4 thoughts on “Charte du knowledge management

  1. Mais est-ce qu’une « charte » a valeur contractuelle ?

    Et peut-on raisonnablement passer son temps de travail à écrire ce qu’on pense, où à filmer ce qu’on fait ?

    Bon j’arrête mes questions « idiotes » et je m’en vais lire cette charte…

    😉

  2. Thierry, cette charte est très sérieuse et a valeur contractuelle.

    J’imagine très bien le contexte dans lequel les KM directors voudraient le voir appliquer : centre de service à la clientèle, force de vente, conseillers, stratèges, employés en impartitions, etc. Des endroits où on veut conserver la mémoire de l’entreprise et où la collaboration des employés est la plus faible (compétition,paresse, etc).

    Venant de la direction, je saisi très bien en quoi elle est séduisante.

EXERCICES ->
• a. Dans le passage sur la charte du knowledge management, pourquoi le second commentaire évoque-t-il des contextes comme les centres de service à la clientèle ou les forces de vente ? Répondez en une à trois phrases.
• b. Répondez aux questions suivantes à partir du passage sur la charte du knowledge management.
(i) Que compte faire l'auteur du premier commentaire après avoir posé ses questions ?
(ii) D'après le second commentaire, la charte a-t-elle valeur contractuelle ?
(iii) Combien de commentaires le titre annonce-t-il ?
Les lignes ci-dessous proviennent d'une source distincte.

DONNÉES AFFICHÉES ->

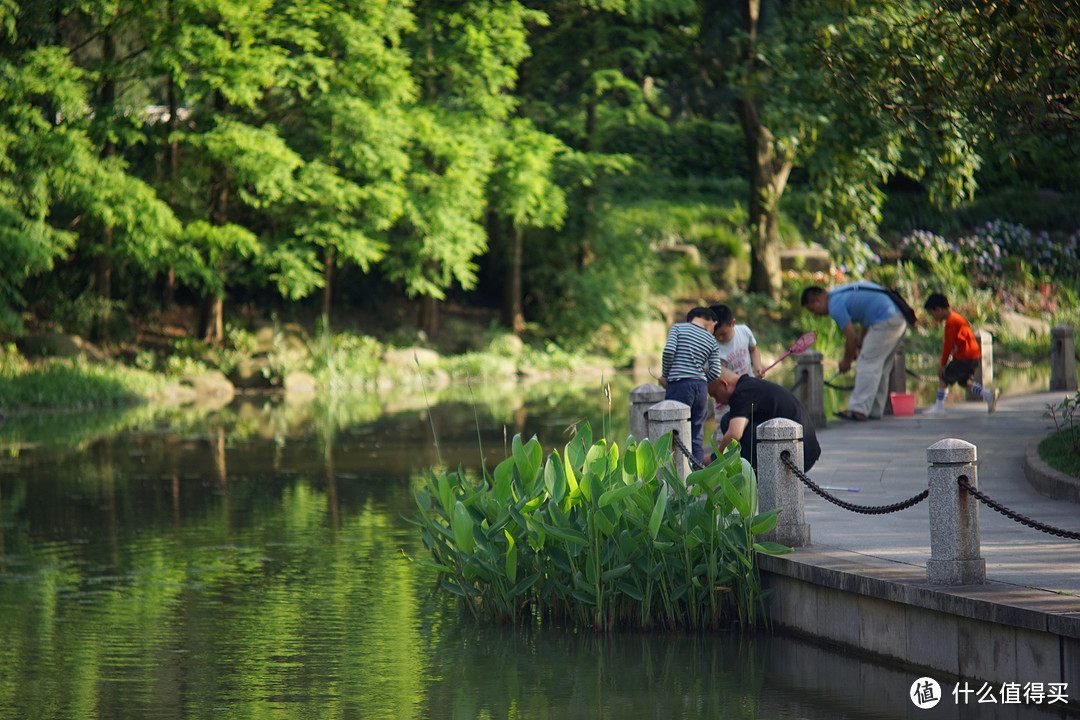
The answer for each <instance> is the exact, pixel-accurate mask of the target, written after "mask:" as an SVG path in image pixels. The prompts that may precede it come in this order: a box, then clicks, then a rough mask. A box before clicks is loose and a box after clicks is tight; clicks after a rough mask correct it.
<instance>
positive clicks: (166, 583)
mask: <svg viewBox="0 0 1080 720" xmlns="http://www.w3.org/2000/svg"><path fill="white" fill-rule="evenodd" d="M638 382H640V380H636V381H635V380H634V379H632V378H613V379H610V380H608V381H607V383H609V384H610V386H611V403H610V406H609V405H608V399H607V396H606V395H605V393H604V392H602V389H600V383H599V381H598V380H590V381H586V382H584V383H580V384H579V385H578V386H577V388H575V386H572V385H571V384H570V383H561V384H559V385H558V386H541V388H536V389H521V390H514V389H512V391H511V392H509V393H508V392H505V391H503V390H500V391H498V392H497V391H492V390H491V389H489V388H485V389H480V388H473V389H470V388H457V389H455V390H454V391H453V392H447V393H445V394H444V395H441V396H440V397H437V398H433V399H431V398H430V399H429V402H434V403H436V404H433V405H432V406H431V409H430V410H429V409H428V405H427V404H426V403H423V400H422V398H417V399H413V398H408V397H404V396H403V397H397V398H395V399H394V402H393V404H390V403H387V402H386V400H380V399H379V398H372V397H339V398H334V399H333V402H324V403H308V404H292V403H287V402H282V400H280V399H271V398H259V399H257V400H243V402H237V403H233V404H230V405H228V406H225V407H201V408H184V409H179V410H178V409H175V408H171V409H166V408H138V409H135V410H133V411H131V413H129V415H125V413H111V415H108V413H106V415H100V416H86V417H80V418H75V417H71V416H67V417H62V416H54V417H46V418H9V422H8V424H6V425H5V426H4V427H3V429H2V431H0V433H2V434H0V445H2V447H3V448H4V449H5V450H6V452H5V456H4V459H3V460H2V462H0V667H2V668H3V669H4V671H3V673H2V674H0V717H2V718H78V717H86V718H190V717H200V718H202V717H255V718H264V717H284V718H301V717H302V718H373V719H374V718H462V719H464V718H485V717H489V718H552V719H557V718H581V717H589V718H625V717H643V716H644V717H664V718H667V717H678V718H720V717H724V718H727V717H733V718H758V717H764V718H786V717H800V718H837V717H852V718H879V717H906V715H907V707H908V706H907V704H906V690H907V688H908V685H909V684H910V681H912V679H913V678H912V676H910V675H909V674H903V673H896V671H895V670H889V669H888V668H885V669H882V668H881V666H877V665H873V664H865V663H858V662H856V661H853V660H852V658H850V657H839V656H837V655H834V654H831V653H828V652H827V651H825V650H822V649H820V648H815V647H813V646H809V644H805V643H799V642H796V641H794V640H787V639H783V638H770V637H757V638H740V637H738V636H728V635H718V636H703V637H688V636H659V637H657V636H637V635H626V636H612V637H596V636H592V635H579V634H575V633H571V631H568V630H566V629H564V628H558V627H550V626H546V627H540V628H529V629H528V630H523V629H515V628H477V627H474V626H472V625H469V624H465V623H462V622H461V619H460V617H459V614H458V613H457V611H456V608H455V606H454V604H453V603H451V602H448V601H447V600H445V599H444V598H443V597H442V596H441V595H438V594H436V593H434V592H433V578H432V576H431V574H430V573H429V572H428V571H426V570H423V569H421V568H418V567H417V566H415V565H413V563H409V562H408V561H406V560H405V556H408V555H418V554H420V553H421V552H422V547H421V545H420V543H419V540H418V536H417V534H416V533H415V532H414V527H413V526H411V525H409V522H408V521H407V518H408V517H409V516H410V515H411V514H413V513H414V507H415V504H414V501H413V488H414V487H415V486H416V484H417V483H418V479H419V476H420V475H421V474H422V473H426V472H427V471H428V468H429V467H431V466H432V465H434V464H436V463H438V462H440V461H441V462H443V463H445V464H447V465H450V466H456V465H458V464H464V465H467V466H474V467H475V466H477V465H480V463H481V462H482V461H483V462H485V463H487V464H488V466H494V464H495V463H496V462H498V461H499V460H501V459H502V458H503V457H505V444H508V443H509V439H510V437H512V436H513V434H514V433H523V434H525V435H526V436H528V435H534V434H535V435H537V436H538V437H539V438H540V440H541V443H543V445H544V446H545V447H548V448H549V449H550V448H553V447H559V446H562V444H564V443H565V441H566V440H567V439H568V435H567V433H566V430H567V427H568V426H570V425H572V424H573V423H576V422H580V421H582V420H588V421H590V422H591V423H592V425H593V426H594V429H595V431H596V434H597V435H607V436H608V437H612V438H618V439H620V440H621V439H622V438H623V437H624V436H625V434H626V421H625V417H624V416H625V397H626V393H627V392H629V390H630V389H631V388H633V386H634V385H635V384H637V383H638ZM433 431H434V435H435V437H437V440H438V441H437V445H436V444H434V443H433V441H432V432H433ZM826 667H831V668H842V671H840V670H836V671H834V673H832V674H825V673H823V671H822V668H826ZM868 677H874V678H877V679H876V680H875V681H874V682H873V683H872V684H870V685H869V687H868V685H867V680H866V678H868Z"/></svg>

CORRIGÉ ->
• a. Ce sont des endroits où l'on veut conserver la mémoire de l'entreprise. La collaboration des employés y est aussi la plus faible, en raison notamment de la compétition ou de la paresse.

• b.
(i) Il compte aller lire cette charte.
(ii) Oui, elle est très sérieuse et a valeur contractuelle.
(iii) Il en annonce quatre.